[Start RECORDS FOR THIS TASK]

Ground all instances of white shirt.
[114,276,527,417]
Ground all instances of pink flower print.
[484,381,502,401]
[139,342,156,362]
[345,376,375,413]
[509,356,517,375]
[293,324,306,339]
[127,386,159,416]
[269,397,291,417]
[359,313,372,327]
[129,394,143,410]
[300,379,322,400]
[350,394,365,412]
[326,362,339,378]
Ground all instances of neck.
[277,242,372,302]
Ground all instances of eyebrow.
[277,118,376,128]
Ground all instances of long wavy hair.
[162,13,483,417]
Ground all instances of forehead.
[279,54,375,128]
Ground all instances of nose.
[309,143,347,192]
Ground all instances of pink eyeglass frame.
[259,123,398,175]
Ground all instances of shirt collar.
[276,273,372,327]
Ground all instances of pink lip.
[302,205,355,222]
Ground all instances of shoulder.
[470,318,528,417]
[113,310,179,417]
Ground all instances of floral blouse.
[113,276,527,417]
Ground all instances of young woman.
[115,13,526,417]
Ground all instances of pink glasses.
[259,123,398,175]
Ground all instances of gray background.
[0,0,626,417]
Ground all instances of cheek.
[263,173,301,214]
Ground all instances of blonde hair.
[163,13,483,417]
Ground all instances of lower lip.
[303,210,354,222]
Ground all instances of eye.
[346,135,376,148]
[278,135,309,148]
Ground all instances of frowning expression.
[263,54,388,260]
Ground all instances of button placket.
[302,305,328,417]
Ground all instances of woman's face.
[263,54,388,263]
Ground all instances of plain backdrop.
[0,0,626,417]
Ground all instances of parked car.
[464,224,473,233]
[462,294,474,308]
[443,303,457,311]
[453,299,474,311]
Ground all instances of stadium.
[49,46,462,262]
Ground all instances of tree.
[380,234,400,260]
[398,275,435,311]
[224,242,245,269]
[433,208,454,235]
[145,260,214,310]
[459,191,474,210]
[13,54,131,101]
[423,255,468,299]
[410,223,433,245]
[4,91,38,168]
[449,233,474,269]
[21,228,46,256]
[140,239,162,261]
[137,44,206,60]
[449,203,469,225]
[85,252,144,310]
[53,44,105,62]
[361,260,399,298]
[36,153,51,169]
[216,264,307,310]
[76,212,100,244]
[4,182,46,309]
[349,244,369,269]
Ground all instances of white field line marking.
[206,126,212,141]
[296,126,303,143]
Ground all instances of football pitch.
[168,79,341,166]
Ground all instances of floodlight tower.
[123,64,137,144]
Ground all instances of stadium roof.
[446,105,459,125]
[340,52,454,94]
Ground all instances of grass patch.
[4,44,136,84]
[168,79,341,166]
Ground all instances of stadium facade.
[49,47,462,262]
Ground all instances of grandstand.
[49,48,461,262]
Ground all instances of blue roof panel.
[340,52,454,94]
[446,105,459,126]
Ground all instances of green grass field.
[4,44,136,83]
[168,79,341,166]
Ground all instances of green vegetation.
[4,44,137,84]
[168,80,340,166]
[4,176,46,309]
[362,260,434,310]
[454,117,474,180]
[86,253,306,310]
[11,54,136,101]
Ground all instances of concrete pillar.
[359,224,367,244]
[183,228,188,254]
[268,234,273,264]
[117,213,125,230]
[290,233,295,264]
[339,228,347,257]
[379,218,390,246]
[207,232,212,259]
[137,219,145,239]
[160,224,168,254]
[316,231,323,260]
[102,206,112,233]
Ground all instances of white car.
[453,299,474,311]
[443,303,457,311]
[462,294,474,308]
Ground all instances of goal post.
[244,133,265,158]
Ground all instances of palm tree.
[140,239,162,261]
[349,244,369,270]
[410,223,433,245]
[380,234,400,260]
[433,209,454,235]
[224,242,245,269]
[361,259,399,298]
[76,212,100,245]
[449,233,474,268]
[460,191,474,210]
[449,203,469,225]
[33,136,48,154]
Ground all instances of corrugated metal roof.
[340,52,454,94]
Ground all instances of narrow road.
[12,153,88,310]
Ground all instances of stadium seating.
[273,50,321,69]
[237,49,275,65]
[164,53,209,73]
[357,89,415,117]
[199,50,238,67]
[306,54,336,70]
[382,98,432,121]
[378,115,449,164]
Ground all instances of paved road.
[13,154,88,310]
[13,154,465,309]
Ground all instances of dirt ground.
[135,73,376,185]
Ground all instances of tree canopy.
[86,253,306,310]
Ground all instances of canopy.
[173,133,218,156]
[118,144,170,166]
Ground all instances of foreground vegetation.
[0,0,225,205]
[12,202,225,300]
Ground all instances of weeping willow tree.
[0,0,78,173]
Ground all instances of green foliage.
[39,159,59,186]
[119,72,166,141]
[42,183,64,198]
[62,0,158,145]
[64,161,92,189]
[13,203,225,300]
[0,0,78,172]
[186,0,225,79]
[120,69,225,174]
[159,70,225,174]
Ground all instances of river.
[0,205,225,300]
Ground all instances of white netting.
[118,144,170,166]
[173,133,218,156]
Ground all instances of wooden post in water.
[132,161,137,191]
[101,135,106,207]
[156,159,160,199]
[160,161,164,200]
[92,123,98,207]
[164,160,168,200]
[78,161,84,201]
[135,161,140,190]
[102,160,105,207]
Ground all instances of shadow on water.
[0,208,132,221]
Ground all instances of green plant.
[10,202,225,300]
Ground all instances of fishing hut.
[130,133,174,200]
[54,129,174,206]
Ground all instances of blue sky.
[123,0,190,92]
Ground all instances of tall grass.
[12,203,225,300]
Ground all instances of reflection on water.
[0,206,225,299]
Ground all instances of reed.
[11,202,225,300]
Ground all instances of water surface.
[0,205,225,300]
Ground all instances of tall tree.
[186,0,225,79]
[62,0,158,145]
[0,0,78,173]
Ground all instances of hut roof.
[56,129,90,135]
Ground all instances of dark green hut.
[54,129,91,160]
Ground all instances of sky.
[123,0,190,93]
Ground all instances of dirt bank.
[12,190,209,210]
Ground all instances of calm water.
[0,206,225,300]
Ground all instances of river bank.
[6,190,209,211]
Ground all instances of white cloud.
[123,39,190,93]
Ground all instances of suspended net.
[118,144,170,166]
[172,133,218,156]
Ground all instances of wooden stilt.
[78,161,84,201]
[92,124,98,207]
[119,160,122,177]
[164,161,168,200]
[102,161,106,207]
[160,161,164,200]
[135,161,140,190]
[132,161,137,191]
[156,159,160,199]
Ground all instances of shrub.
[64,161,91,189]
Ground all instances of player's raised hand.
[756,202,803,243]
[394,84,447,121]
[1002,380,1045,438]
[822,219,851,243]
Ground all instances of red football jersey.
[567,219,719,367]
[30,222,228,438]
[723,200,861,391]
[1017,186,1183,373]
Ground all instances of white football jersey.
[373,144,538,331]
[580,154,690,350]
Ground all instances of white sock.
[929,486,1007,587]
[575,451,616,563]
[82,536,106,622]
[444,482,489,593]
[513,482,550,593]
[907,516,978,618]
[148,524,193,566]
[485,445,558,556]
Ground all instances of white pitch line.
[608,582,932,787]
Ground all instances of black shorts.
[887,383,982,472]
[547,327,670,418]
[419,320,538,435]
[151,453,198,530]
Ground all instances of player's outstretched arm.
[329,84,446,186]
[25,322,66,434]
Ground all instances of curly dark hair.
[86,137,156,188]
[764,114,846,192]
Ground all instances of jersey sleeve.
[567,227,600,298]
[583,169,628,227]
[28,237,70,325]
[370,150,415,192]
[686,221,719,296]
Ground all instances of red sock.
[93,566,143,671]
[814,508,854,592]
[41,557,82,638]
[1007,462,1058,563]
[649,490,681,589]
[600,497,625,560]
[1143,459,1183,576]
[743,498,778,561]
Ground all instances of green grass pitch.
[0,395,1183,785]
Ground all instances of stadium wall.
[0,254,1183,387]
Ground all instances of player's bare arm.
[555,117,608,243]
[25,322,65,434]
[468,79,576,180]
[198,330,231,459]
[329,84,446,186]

[End RECORDS FOR THIS TASK]

▶ **EXERCISE DETAILS**
Return the items verbatim, starting at the line that contains "Ground all instances of green grass field." and stopping after the line that contains "[12,203,225,300]".

▶ **EXERCISE OUTPUT**
Ground all instances of green grass field.
[4,44,136,83]
[168,79,341,166]
Ground all instances of green vegetation.
[4,44,137,84]
[168,80,340,166]
[4,176,46,309]
[362,260,434,310]
[454,117,474,180]
[86,253,306,310]
[11,54,136,101]
Ground all instances of concrete pillar.
[359,224,367,244]
[183,228,188,254]
[268,234,273,264]
[117,213,125,230]
[290,233,295,264]
[339,228,347,257]
[379,218,390,246]
[207,232,212,259]
[137,219,145,239]
[160,224,168,254]
[316,231,323,260]
[102,206,112,233]
Ground all instances of white car.
[453,299,474,311]
[443,303,457,311]
[462,294,474,308]
Ground all instances of goal post.
[244,133,265,158]
Ground all instances of palm tree.
[140,239,162,261]
[349,244,369,270]
[410,223,433,245]
[380,234,400,260]
[433,209,454,235]
[224,242,245,269]
[361,259,399,298]
[76,212,100,245]
[449,233,474,268]
[460,191,474,210]
[449,203,469,225]
[33,136,48,154]
Ground all instances of corrugated metal roof.
[340,52,454,94]
Ground all instances of narrow road.
[12,153,88,310]
Ground all instances of stadium seating.
[273,50,321,69]
[237,49,275,65]
[164,53,209,73]
[357,89,415,117]
[199,50,238,67]
[306,54,336,70]
[382,98,432,121]
[378,115,449,164]
Ground all instances of paved road.
[13,154,88,310]
[13,154,465,309]
Ground all instances of dirt ground.
[135,73,376,185]
Ground all instances of tree canopy.
[86,253,306,310]
Ground all instances of canopy.
[173,133,218,156]
[118,144,170,166]
Ground all instances of foreground vegetation.
[0,0,225,205]
[12,202,225,300]
Ground all instances of weeping willow tree.
[0,0,78,173]
Ground all instances of green foliage.
[39,159,59,186]
[119,72,166,141]
[42,183,64,198]
[62,0,158,145]
[64,161,92,189]
[13,203,225,300]
[0,0,78,172]
[186,0,225,79]
[120,69,225,174]
[159,70,225,174]
Ground all instances of river.
[0,205,225,300]
Ground all instances of white netting.
[118,144,170,166]
[173,133,218,156]
Ground all instances of wooden post in water.
[132,161,137,191]
[101,135,106,207]
[156,159,160,199]
[160,161,164,200]
[92,123,98,207]
[164,160,168,200]
[78,161,84,201]
[135,161,140,190]
[102,160,105,207]
Ground all instances of shadow on water.
[0,208,132,221]
Ground all instances of green plant.
[10,202,225,300]
Ground all instances of fishing hut.
[130,133,174,200]
[54,129,174,206]
Ground all instances of blue sky.
[123,0,190,92]
Ground all instances of tall grass.
[12,203,225,300]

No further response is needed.